───── Fragmento de texto ─────

Hace exactamente tres años, cuando apenas comenzaba la presidencia de Donald Trump , viajé a México para entrevistar a Andrés Manuel López Obrador sobre la amenaza que representaba el nuevo gobierno de Estados Unidos. López Obrador ya parecía entonces el probable ganador de la elección del 2018 y supuse importante saber cómo pensaba enfrentar el reto de convivir con Trump durante al menos dos años desde la presidencia de México.
Lo encontré sereno. Me dijo que el gobierno de Peña Nieto no había entendido los resortes de Trump, que le parecían mucho más políticos que económicos o ideológicos. A Trump, decía entonces, había que tratarlo con firmeza y altura. Pero no solo eso. López Obrador dijo estar convencido de que el encanto trumpista tendría una fecha de caducidad próxima.
Pensaba, me dijo, hablar con los estadounidenses para convencerlos de que México y los mexicanos no eran el villano que pretendía Trump. A eso, suponía López Obrador, se sumaría eventualmente el hartazgo del electorado estadounidense con un hombre que buscaba la “confrontación permanente”. “A Trump lo van a convencer las circunstancias. No le va a funcionar la estrategia”, me dijo. “Va a fracasar. En otras palabras: López Obrador suponía que Donald Trump y su proyecto no prosperarían más allá de un periodo presidencial. Los políticos demócratas, me dijo también, aprenderían las lecciones del 2016 y lograrían derrotar a Trump en 2020. (La entrevista entera está en YouTube)

─────

**Consigna 1:** Enumera todas las personas que el fragmento sobre López Obrador y Trump menciona por su nombre.
**Consigna 2:** Según el fragmento sobre López Obrador y Trump, ¿dónde está disponible la entrevista completa?

───── Datos proporcionados ─────

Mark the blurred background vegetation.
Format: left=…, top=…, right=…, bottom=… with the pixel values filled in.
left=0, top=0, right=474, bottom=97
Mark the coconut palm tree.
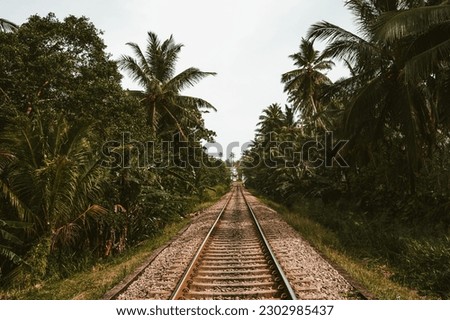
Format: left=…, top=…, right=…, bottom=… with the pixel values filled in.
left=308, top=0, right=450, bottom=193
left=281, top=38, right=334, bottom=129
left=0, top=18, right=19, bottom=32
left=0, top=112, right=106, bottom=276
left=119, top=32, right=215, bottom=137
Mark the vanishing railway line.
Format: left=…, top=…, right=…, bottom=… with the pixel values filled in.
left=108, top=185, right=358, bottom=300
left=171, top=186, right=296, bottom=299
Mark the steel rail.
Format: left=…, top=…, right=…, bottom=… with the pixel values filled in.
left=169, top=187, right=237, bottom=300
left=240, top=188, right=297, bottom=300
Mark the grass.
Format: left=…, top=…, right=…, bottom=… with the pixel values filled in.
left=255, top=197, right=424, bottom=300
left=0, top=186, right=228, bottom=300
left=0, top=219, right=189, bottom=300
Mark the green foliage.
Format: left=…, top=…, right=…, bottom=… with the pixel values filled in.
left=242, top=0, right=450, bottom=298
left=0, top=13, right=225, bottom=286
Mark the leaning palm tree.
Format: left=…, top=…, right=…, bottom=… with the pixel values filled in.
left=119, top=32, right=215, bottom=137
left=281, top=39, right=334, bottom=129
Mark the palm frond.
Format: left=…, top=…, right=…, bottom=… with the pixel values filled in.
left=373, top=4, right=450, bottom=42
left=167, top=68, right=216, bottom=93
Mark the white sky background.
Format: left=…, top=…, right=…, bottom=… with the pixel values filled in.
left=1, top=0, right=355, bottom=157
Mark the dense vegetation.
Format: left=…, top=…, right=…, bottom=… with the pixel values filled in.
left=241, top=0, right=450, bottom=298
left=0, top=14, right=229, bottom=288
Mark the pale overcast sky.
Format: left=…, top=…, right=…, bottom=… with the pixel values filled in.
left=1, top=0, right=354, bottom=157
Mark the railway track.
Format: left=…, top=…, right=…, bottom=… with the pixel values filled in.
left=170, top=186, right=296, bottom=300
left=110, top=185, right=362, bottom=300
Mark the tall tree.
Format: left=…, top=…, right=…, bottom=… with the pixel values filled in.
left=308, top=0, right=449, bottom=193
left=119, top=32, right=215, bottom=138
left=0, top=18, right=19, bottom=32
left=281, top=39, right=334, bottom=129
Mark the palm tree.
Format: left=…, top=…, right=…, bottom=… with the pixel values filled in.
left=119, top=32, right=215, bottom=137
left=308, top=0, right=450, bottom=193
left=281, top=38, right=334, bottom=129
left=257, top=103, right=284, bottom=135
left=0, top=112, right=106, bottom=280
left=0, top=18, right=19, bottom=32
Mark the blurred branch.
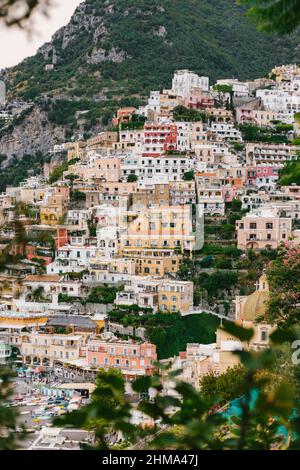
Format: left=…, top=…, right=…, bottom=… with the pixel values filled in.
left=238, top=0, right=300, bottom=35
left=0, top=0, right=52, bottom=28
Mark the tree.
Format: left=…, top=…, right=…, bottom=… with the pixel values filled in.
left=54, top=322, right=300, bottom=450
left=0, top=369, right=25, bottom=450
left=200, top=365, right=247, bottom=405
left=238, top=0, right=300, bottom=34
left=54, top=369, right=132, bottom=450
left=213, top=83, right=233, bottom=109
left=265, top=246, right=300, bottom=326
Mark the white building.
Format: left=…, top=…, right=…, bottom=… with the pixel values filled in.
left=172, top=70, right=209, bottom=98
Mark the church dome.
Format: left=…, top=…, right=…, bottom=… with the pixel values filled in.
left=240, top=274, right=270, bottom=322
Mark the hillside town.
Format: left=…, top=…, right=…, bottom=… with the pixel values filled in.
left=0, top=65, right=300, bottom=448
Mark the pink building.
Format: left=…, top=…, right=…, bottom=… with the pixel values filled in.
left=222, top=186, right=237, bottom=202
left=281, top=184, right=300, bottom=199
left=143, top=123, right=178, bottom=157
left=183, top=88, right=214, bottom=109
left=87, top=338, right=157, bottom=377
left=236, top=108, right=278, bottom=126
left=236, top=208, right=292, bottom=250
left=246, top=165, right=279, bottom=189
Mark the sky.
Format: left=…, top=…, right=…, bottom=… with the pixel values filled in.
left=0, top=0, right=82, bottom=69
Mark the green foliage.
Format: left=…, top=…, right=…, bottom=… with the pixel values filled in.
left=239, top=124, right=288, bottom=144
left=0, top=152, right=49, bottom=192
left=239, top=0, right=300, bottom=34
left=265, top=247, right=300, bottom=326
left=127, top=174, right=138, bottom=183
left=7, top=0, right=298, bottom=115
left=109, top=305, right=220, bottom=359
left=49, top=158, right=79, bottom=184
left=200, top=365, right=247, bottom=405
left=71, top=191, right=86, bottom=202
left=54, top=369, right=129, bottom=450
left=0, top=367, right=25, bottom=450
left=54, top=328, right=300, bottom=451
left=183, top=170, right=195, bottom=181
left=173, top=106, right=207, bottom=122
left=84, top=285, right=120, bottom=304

─────
───── Datos proporcionados ─────

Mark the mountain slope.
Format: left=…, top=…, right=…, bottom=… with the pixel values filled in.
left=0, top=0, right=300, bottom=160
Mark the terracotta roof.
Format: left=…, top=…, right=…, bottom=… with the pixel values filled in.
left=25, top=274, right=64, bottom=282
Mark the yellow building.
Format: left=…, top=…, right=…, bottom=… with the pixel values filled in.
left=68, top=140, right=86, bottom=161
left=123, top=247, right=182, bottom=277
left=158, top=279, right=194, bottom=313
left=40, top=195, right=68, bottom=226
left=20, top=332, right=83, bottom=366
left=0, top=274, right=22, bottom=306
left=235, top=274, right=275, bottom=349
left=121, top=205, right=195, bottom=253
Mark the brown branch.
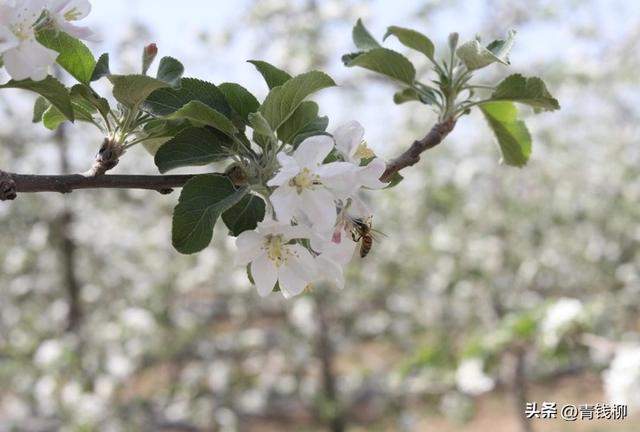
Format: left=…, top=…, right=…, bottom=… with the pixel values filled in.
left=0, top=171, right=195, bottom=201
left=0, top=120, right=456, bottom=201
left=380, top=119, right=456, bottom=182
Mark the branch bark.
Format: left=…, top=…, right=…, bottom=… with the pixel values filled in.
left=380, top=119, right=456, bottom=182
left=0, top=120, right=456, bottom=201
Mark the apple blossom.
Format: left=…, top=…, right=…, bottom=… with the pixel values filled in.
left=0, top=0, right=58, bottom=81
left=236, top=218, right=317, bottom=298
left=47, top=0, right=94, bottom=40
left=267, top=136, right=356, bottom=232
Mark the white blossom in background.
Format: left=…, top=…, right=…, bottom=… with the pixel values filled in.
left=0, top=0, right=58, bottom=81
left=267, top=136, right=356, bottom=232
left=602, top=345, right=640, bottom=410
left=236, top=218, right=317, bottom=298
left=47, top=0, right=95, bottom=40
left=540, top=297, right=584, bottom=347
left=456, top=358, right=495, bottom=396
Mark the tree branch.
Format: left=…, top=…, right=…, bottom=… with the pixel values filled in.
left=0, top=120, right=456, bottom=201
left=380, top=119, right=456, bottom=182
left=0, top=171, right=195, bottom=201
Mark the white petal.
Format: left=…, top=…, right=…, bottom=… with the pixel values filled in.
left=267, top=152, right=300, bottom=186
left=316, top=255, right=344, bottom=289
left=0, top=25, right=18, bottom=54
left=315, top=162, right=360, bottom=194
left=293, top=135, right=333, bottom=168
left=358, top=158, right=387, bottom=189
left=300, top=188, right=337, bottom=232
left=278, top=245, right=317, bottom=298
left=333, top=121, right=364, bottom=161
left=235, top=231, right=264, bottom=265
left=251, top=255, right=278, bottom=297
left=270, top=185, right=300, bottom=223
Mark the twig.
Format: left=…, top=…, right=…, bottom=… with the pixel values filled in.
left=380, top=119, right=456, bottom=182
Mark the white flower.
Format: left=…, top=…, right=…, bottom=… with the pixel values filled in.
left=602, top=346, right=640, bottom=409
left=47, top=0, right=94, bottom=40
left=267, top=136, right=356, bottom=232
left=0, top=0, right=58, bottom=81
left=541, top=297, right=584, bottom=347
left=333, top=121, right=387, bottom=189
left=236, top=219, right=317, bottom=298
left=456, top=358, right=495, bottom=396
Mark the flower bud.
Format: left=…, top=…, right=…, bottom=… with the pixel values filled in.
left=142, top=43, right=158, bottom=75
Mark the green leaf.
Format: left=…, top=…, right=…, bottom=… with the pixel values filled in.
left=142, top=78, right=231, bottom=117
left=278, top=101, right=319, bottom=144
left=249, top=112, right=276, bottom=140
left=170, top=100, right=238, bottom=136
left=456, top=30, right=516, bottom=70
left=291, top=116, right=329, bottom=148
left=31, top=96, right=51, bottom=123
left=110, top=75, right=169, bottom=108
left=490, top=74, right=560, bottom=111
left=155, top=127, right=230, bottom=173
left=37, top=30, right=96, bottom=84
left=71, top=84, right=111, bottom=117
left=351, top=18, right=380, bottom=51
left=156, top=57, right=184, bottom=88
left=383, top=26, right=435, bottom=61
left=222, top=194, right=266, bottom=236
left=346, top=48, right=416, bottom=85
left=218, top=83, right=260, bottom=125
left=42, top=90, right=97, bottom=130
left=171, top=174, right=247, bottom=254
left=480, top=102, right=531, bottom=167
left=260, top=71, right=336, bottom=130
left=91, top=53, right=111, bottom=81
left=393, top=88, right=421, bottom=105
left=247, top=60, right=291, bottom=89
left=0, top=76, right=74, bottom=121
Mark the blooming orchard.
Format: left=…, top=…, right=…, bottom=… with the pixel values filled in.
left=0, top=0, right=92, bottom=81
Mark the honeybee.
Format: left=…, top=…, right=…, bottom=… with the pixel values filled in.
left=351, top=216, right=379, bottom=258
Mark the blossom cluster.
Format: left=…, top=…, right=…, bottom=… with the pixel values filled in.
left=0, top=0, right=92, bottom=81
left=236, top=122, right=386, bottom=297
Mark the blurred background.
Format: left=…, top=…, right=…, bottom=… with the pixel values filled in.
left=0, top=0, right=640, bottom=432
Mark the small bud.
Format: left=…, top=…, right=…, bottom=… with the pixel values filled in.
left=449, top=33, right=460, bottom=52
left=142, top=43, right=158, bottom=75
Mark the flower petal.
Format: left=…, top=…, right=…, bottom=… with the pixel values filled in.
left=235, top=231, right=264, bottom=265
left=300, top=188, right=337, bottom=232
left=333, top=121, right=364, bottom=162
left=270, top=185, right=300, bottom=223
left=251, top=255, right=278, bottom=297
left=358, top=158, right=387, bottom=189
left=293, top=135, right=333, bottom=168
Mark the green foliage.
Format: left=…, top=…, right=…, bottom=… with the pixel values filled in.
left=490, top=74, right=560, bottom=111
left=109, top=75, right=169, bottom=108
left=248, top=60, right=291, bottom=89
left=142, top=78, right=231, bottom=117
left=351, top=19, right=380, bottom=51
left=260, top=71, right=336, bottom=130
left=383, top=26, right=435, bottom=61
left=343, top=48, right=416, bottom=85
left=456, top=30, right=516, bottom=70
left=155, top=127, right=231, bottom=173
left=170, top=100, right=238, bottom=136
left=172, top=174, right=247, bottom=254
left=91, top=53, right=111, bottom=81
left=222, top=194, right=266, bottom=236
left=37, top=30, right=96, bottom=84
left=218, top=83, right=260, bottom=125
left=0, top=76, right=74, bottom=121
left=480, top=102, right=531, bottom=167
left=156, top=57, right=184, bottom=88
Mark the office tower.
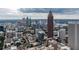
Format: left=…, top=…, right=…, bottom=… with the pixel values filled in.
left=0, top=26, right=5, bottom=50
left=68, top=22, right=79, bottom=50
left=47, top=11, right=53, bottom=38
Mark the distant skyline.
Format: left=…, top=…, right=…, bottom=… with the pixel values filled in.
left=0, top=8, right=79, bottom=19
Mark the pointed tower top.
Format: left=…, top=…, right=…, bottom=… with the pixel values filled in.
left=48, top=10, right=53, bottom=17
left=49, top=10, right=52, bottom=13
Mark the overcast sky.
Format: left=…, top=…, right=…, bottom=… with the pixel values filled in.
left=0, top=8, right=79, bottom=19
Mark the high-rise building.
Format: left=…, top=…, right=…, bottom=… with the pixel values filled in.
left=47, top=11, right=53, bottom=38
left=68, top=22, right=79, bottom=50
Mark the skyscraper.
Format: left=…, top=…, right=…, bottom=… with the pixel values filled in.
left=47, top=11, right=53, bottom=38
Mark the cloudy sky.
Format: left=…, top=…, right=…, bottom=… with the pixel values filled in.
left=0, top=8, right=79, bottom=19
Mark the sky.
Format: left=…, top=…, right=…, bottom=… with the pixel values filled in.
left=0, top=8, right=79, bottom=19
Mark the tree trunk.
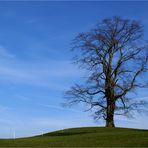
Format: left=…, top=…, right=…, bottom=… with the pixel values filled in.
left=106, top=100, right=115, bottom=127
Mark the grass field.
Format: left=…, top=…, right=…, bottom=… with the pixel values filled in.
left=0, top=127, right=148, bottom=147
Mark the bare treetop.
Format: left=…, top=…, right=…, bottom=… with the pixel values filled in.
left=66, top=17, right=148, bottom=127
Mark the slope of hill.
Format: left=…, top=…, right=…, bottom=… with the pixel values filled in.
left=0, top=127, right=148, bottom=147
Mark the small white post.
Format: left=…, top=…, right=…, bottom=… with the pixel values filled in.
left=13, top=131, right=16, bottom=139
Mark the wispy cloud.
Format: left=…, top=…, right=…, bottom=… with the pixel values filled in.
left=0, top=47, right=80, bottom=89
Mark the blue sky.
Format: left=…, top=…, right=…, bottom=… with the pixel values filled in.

─────

**Respuesta 1:** Donald Trump, Andrés Manuel López Obrador y Peña Nieto.

**Respuesta 2:** En YouTube.